PASAJE PROPORCIONADO »
------------------------------
En el centro, un pilar sustenta las aristas de las bóvedas. Y en él, un reloj. Un reloj que, casi, marca el centro del cuadro: el tiempo domina el espacio, lo gobierna, nos indica que el momento del trabajo avanza, que no se detiene, que las parcas nos lo tienen medido. Que la conciencia del adepto no se puede detener.

Y en la zona oscura, que recibe solo un residuo de luz, dos personajes de distintas edades. Uno, el de más edad, mira al menor y le señala al maestro. Es el discípulo ya en su camino, seguro de él, que ha recibido parte de la iluminación e indica al niño dónde ha de encontrar la suya.

Y el pequeño, el que inicia su enseñanza, con el rostro lleno de la luz de la ilusión, los ojos fijos en el maestro, atento, con la pluma en la mano dispuesto a anotar todo lo que aprenda. Conocimientos que le serán dados por la vía mayéutica, porque el maestro educirá de él saberes que vienen de muy lejos, dormidos en el fondo de un alma inquieta que anhela despertar.
------------------------------
PARTES DEL EJERCICIO »
1. Según la descripción del cuadro, ¿qué sostiene el niño en la mano?
2. Prosiga la descripción del cuadro a partir de su última frase.

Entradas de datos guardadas
------------------------------
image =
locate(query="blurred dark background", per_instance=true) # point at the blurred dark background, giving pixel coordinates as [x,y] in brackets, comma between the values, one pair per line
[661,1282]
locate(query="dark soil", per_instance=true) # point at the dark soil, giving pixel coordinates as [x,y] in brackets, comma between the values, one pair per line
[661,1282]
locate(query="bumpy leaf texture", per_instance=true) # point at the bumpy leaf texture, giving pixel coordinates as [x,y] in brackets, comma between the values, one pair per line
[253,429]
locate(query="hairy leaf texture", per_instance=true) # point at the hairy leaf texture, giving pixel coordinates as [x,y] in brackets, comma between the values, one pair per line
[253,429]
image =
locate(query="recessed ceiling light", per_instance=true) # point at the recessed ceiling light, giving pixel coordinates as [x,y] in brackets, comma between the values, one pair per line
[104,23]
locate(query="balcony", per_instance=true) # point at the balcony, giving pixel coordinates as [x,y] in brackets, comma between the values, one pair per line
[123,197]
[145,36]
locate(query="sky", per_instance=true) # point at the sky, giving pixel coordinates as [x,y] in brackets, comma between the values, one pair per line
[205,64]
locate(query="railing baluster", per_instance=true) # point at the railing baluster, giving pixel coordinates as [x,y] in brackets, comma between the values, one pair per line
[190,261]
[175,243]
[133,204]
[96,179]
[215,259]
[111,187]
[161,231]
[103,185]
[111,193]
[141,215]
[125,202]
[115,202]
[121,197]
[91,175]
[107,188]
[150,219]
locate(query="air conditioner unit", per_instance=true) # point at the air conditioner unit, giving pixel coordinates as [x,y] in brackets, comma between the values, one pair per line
------------------------------
RESPUESTAS »
1. Una pluma, con la que está dispuesto a anotar todo lo que aprenda.

2.
Aunque lo parece, no es un espacio aislado, cerrado, incomunicado: a la derecha, rompiendo la oscuridad, vemos un pequeño ventanillo redondo, un óculo: también el mundo exterior puede entrar en el recinto de la sabiduría. Pero es pequeño, y está en alto. No es fácil para el de fuera ver lo que ocurre dentro, y mucho menos entrar. Pero ese óculo es el remate de un ventanal. El ventanal sí es grande. Si podemos ver el lugar de la sabiduría, intuirlo, desearlo, el ventanal se abrirá. Entonces seremos el niño. Entonces nos sentaremos tras el maestro y aprenderemos.

¿Qué nos impulsará a ese ventanal? Nuestros propios contenidos cognoscitivos inconscientes. Según la divisa alquímica “solve et coagula”, se disolverán los vínculos psíquicos y se refundirán en la perfección espiritual.

Porque todos somos el niño, Todos buscamos un Maestro.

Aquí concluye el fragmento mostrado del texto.